• _DESCRIPTION OF THE TASK_
Each line below that includes the word "knit" is to be reported.

[Referring expression pointing data]
┄┄┄┄┄┄┄┄┄┄
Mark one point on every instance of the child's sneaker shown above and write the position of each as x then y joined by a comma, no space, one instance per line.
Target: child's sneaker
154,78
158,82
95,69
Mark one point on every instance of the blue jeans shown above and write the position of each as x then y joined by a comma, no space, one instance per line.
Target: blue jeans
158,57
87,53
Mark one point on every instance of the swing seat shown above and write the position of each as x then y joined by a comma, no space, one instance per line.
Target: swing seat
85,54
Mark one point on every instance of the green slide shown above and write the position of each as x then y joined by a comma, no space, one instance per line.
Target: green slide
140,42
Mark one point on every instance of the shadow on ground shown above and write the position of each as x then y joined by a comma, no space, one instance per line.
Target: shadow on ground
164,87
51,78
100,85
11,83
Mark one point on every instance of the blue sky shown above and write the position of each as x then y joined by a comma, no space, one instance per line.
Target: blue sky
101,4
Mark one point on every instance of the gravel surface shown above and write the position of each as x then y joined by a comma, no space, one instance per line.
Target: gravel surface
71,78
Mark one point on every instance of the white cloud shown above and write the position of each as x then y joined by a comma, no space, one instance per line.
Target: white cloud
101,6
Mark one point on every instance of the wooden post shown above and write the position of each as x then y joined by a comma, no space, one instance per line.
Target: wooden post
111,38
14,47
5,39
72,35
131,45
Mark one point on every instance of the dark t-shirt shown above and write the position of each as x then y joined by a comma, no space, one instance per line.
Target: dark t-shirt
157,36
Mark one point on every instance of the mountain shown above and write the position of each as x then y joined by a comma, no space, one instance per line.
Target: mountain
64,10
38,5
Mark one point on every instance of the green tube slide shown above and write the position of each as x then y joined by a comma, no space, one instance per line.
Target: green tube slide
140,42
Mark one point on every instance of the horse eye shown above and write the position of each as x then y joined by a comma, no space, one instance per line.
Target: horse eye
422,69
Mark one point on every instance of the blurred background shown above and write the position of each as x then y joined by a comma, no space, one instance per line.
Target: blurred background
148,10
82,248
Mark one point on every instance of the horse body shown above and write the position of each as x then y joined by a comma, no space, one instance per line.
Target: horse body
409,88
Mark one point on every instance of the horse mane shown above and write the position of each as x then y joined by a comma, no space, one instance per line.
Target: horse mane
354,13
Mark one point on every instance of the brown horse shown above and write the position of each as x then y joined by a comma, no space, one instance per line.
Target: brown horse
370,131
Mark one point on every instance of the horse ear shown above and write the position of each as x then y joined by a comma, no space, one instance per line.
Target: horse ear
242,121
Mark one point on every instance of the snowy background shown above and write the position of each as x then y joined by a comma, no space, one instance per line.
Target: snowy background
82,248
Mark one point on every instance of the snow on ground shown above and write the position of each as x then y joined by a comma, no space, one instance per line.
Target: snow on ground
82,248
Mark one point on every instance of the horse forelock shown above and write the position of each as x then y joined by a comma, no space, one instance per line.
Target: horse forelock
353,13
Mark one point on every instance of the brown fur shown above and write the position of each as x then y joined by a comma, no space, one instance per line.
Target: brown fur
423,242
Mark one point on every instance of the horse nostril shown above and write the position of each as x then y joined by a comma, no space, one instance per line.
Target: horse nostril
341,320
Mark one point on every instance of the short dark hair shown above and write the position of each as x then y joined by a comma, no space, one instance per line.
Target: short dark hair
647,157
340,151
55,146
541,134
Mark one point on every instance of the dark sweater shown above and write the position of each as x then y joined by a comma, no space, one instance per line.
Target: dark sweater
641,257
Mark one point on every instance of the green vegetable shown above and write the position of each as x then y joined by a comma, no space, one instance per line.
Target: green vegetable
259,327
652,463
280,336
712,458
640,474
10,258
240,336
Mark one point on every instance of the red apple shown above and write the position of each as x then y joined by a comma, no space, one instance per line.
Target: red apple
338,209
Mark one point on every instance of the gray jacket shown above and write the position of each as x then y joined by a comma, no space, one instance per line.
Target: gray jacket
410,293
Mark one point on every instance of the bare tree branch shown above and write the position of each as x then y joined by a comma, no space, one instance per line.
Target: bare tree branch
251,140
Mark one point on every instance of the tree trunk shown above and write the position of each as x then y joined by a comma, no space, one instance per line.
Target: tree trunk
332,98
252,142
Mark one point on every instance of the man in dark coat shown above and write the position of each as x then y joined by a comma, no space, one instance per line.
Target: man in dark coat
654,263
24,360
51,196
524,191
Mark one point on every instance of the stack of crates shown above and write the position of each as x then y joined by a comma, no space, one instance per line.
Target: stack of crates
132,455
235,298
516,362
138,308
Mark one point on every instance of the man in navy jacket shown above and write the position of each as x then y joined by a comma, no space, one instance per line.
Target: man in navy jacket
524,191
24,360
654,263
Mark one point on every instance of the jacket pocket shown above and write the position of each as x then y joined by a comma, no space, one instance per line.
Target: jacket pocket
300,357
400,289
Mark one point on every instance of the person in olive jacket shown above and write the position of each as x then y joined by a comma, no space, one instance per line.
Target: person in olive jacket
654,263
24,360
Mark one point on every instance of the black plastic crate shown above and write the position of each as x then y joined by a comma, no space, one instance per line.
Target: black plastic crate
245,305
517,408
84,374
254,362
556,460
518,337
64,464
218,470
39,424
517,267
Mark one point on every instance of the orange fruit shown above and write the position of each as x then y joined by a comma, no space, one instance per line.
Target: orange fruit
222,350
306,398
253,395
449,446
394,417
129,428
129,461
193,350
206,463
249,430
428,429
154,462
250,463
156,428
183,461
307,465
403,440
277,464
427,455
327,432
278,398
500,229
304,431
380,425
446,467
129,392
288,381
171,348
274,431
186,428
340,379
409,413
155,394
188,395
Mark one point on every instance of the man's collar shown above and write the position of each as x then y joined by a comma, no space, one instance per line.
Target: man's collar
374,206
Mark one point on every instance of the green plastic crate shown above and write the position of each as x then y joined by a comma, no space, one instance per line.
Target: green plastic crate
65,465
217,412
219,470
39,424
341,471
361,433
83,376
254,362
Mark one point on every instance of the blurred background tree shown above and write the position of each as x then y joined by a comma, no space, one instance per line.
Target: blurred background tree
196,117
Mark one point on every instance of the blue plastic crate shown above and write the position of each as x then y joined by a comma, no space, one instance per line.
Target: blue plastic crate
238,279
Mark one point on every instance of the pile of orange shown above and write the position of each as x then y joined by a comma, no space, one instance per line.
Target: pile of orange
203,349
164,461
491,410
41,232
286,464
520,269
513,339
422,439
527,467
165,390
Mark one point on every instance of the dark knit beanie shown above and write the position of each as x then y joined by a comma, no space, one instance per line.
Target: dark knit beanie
┄┄┄┄┄┄┄┄┄┄
• _WRITTEN REPLY_
Mark one point on every instance of the dark knit beanie shown above and write the position of each as x then y joined by a comma, no space, one instance per line.
Target: dark knit beanie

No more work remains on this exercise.